*** Opening MATERIALS PROVIDED ***
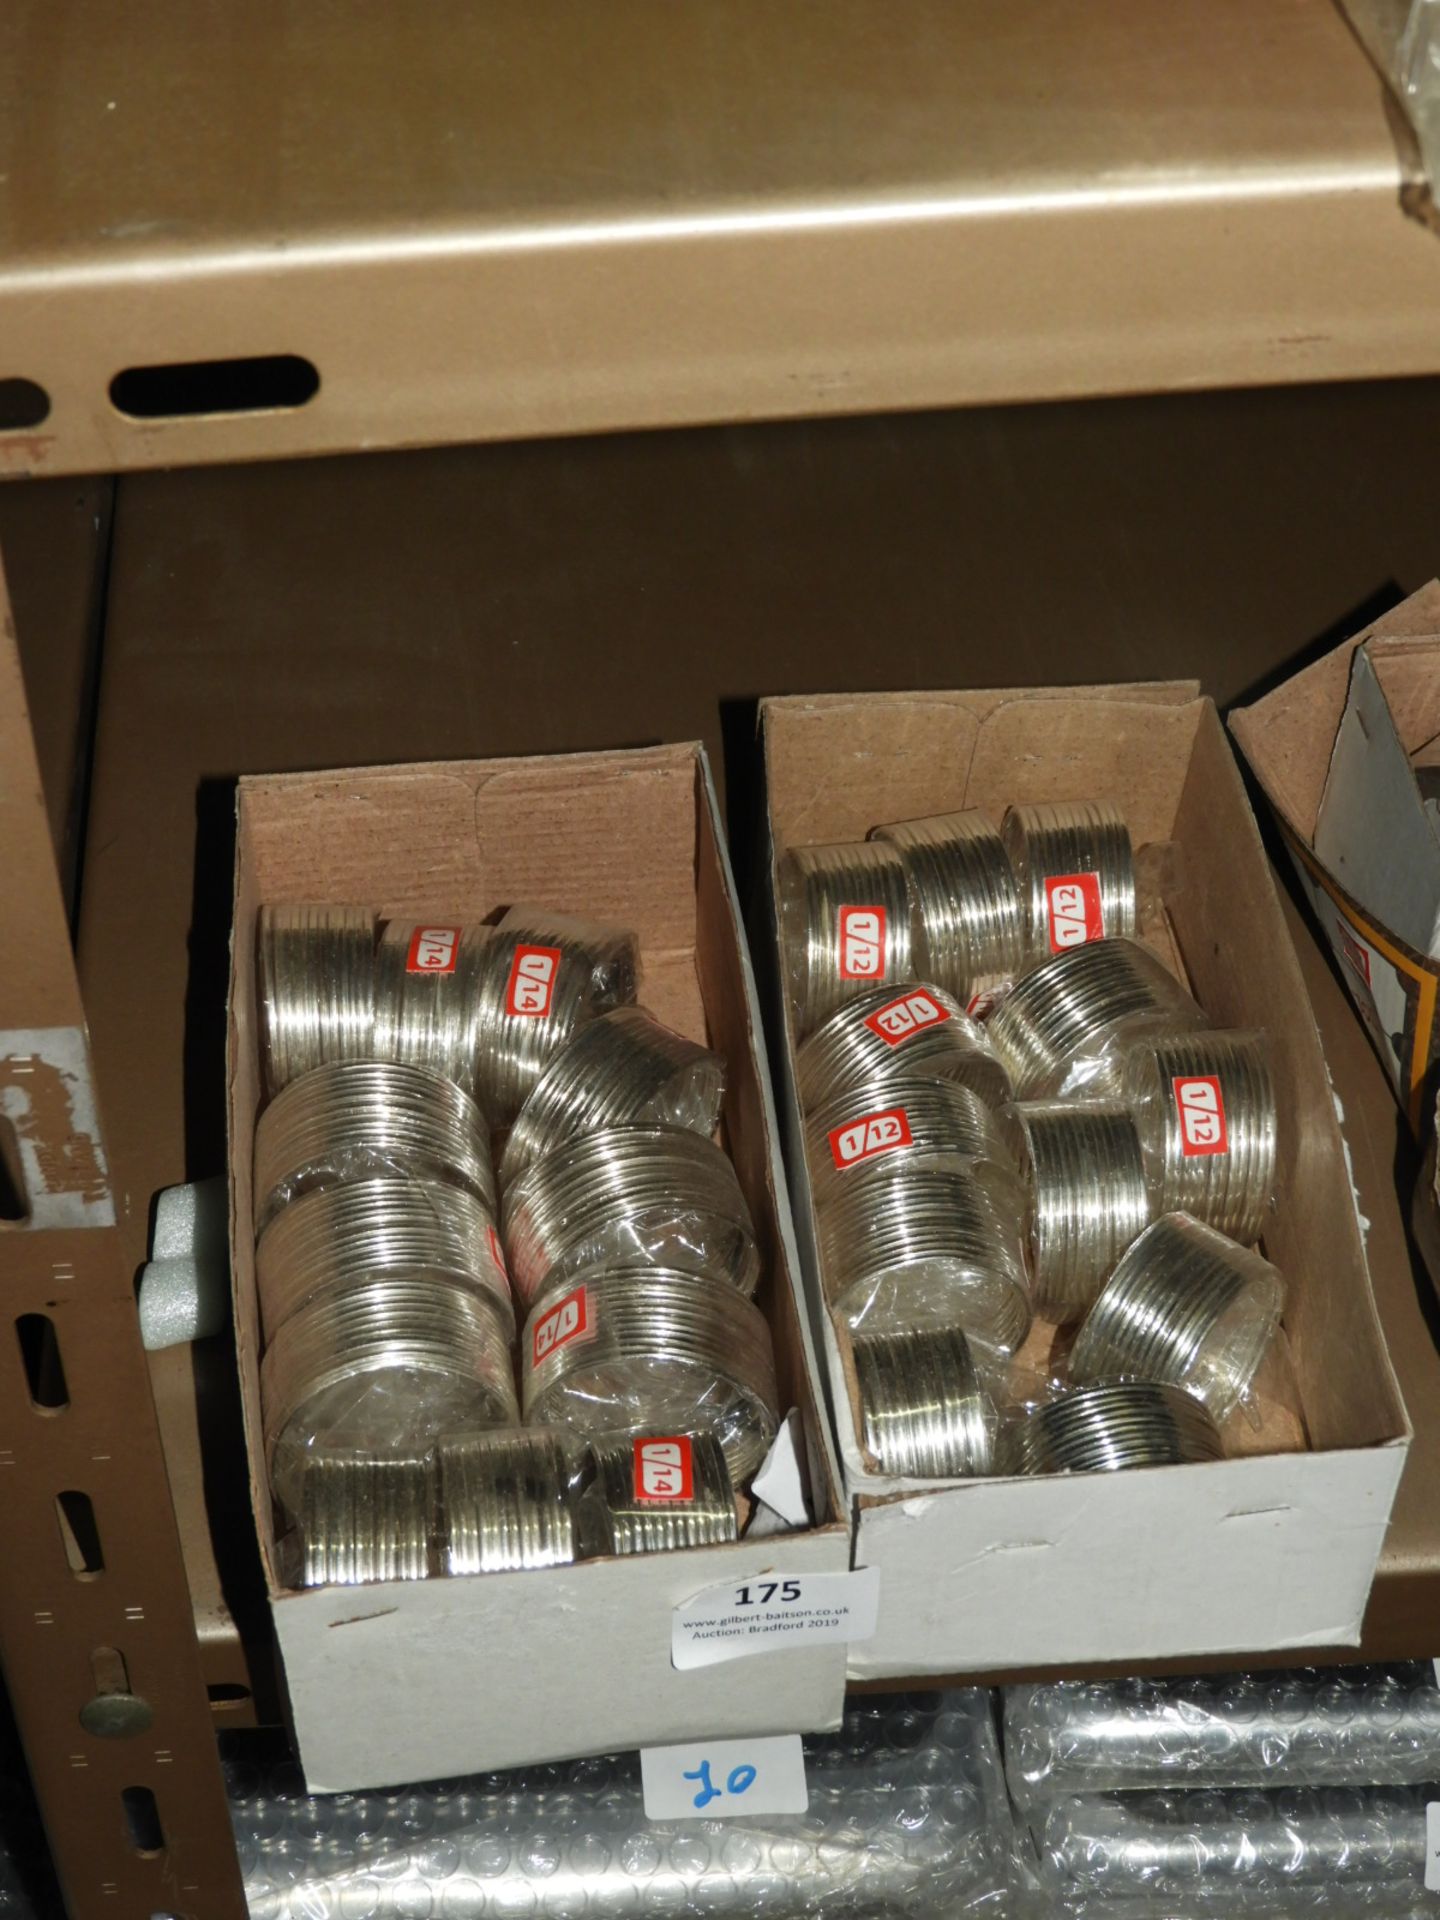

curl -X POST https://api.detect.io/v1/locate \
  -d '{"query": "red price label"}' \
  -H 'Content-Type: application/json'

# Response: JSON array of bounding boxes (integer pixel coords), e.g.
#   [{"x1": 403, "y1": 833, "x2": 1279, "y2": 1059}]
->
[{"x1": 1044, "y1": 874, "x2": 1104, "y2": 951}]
*** Closing MATERIALS PROVIDED ***
*** Opening MATERIALS PROVIDED ***
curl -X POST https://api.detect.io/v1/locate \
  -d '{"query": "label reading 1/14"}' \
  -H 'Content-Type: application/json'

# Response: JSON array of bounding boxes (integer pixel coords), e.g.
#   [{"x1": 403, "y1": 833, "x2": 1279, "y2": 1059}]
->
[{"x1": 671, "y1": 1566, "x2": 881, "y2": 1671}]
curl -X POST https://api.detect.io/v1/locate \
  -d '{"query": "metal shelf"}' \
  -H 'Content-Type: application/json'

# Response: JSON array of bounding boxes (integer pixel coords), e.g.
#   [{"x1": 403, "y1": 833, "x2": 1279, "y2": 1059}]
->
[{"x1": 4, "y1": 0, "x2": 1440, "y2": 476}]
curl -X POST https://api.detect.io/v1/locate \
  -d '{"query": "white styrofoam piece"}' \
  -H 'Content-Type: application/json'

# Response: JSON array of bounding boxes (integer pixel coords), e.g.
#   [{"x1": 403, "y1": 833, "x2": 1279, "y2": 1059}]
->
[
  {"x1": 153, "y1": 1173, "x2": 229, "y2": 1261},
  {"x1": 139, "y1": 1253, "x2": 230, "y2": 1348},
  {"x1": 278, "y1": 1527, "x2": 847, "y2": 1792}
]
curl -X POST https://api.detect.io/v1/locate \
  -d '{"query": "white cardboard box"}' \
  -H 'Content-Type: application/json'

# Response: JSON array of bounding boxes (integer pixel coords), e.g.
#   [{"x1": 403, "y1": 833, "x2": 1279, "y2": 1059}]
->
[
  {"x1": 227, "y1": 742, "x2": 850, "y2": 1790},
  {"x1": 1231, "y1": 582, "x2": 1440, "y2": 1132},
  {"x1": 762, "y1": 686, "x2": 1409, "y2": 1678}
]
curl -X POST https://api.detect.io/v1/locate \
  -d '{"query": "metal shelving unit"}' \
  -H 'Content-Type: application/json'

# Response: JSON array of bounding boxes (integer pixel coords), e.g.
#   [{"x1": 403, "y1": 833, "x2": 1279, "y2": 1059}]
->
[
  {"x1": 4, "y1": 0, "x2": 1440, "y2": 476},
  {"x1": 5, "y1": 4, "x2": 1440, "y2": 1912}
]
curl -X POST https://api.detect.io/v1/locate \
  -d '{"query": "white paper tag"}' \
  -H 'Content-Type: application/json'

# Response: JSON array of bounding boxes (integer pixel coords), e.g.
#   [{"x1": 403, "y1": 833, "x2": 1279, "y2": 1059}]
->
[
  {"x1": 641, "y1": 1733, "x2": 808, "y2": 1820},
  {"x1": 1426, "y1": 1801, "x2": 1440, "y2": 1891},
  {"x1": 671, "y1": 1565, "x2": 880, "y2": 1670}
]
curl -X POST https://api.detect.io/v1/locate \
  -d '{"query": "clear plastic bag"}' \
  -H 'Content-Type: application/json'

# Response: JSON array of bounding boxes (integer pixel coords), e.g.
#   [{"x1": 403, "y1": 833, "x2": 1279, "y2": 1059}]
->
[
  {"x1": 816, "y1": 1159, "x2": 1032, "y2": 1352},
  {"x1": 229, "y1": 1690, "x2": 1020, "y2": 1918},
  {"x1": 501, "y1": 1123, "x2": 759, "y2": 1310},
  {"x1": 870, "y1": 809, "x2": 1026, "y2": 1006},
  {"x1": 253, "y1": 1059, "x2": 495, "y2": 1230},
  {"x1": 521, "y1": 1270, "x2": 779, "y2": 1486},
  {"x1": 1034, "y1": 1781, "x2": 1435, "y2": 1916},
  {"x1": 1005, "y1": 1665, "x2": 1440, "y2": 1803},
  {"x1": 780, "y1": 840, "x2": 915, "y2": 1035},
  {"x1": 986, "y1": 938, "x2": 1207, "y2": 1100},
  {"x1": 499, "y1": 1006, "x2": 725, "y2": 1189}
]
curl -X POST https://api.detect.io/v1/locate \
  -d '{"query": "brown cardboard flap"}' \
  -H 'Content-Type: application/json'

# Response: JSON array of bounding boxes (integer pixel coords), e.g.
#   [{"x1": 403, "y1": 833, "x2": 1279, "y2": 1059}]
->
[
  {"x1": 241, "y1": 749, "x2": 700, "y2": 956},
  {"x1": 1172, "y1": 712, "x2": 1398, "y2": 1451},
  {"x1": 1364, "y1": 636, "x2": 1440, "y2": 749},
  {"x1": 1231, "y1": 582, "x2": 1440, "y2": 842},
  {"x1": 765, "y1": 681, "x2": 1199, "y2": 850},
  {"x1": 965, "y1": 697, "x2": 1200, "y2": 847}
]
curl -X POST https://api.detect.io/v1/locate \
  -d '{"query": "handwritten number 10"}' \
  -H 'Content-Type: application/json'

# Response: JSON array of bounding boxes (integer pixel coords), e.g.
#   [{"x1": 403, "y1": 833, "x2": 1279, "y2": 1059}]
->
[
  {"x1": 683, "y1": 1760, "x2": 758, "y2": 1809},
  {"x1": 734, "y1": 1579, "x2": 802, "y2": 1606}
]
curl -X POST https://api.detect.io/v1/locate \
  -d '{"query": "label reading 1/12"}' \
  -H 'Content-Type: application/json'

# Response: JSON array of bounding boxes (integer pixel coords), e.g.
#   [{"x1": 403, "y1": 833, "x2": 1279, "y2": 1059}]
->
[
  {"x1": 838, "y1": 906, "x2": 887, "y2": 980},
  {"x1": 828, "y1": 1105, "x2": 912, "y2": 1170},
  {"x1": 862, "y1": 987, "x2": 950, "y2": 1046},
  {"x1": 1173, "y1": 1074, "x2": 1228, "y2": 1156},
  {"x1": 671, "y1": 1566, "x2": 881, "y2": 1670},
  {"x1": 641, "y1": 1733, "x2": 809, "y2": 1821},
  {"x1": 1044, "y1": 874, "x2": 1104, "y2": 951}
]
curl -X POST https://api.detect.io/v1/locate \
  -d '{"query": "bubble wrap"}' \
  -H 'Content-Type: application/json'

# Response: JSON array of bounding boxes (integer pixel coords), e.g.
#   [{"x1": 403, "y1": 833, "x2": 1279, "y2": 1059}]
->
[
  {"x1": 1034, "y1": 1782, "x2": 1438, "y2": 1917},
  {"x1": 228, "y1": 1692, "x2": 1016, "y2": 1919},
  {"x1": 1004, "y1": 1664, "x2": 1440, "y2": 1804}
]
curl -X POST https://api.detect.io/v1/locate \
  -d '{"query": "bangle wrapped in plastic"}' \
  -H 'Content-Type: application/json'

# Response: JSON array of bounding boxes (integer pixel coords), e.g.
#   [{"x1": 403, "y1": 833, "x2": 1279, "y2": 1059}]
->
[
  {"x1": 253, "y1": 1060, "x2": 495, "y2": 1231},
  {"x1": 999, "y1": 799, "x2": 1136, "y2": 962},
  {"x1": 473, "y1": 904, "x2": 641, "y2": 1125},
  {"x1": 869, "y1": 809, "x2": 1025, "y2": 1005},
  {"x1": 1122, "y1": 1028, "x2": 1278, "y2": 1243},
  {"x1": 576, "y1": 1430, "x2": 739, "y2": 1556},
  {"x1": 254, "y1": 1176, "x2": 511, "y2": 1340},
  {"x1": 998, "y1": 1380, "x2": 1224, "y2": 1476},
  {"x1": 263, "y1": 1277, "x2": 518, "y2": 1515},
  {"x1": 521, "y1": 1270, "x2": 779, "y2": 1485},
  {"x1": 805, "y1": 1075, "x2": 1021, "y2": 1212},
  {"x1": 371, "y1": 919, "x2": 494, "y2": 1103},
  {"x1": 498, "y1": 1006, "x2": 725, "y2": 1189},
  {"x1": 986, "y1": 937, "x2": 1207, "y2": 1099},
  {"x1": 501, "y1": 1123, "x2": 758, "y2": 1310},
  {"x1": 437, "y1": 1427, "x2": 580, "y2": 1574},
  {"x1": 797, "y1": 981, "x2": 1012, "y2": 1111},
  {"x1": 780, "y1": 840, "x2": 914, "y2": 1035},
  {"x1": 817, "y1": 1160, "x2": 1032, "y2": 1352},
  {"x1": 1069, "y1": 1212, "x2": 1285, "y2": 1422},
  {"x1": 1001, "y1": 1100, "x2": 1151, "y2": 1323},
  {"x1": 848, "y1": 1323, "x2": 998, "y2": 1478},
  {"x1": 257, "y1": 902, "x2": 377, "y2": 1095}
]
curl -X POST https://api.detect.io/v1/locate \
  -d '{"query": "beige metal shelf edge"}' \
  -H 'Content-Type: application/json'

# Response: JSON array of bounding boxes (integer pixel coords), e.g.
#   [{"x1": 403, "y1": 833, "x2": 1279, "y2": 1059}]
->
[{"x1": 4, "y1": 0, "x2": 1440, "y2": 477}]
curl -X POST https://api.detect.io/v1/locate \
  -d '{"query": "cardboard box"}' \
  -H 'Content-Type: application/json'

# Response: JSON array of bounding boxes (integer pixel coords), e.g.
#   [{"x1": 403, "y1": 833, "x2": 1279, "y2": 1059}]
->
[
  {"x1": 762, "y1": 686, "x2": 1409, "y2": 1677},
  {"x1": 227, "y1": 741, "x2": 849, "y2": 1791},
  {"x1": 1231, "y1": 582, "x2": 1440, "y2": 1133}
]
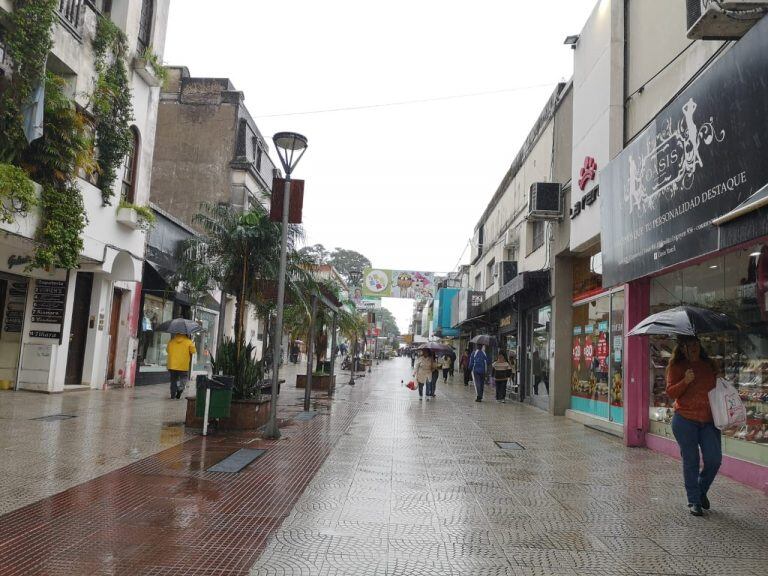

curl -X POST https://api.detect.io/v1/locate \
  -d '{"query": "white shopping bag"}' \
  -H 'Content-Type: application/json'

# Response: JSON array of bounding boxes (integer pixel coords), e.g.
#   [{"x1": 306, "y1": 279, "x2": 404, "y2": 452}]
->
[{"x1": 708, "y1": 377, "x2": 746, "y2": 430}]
*** Closing MATERIALS PROVIDED ***
*** Opening MATERIALS PROVIDED ***
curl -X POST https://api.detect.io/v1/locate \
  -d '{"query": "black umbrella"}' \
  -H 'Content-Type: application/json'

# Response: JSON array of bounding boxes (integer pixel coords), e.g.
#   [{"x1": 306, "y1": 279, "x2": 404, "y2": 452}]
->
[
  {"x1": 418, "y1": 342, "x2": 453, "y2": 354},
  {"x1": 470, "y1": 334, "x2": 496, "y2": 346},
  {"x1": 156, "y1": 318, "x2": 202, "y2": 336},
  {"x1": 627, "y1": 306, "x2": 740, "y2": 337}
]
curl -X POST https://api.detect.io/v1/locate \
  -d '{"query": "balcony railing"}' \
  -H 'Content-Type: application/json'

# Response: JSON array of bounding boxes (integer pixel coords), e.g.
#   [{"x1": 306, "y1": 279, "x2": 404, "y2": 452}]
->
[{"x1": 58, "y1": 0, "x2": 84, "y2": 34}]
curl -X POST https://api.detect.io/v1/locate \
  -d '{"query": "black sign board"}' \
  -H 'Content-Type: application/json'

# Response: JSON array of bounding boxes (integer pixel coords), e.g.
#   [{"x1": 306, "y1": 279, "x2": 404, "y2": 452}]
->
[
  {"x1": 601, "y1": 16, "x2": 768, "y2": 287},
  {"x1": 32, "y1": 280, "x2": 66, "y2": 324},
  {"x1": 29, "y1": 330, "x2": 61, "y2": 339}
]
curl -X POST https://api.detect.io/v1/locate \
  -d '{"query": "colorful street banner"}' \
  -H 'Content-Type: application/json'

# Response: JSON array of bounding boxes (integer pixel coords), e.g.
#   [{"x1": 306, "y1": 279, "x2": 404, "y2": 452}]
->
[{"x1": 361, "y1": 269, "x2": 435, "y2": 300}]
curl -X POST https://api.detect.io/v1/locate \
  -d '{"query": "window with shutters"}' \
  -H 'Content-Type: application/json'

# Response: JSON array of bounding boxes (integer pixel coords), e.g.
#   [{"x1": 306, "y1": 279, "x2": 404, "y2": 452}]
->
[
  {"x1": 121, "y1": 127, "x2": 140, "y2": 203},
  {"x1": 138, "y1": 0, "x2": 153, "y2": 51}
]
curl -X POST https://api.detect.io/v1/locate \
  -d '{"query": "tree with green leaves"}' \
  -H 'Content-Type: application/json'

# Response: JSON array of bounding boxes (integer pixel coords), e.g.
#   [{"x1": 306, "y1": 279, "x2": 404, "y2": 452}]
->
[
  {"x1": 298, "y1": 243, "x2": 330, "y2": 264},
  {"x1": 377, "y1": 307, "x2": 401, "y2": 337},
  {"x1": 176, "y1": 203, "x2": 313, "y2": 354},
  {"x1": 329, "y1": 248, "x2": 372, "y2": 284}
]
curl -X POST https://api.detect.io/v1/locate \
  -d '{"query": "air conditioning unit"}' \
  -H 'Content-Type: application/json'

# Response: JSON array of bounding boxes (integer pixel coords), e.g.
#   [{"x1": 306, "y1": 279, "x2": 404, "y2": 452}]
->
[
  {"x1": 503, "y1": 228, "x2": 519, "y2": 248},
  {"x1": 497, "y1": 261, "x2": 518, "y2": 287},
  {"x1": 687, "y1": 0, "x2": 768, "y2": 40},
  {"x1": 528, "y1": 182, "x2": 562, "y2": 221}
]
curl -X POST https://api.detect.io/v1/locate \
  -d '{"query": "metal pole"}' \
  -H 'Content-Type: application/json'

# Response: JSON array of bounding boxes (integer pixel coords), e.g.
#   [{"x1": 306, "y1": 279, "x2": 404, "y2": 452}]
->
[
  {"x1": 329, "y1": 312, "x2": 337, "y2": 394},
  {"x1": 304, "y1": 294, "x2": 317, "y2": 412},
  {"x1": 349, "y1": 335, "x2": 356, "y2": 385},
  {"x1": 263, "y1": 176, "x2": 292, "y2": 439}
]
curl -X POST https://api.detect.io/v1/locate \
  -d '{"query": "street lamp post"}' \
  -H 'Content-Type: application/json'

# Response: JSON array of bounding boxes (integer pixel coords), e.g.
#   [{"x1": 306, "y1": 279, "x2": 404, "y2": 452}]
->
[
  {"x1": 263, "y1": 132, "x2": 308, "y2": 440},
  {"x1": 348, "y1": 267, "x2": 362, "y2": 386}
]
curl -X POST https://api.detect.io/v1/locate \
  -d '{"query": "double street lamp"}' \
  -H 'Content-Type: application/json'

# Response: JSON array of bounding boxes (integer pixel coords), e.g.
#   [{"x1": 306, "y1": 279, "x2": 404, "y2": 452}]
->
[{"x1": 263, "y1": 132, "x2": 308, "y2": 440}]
*** Closing MATERIALS PROVIDED ***
ASSIGNED TASK:
From the listing above, return each line with the word "label".

SOLUTION TO THE PROBLEM:
  -d '{"query": "red price label"}' \
  -d '{"query": "label reading 1/14"}' \
  -d '{"query": "label reading 1/12"}' \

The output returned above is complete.